» **JEU DE DONNÉES**:
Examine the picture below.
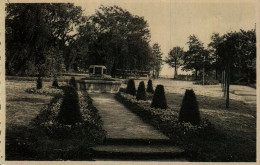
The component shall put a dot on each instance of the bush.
(73, 83)
(55, 83)
(69, 113)
(207, 82)
(141, 94)
(189, 111)
(150, 86)
(39, 83)
(130, 89)
(159, 99)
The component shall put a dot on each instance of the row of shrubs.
(189, 111)
(71, 117)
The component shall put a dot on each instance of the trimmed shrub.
(141, 94)
(150, 86)
(159, 99)
(189, 111)
(55, 83)
(130, 89)
(39, 83)
(69, 113)
(73, 83)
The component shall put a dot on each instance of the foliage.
(69, 113)
(39, 83)
(44, 91)
(189, 111)
(37, 36)
(157, 60)
(117, 39)
(150, 86)
(73, 82)
(130, 89)
(55, 83)
(141, 94)
(174, 58)
(159, 99)
(209, 81)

» **TRAVAIL DEMANDÉ**: Recopiez à l'identique toutes les lignes des données ci-dessus, en laissant les images de côté.

» **CORRIGÉ**:
Examine the picture below.
The component shall put a dot on each instance of the bush.
(73, 83)
(55, 83)
(69, 113)
(207, 82)
(141, 94)
(189, 111)
(150, 86)
(39, 83)
(130, 89)
(159, 99)
The component shall put a dot on each instance of the row of shrubs.
(189, 111)
(71, 117)
The component shall put a dot on each instance of the trimmed shrub.
(141, 94)
(150, 86)
(159, 99)
(189, 111)
(55, 83)
(130, 89)
(39, 83)
(69, 113)
(73, 83)
The component shall put a dot on each instance of the foliage.
(69, 113)
(39, 83)
(44, 91)
(189, 111)
(37, 36)
(157, 60)
(117, 39)
(150, 86)
(73, 82)
(130, 89)
(55, 83)
(141, 94)
(174, 58)
(159, 99)
(209, 81)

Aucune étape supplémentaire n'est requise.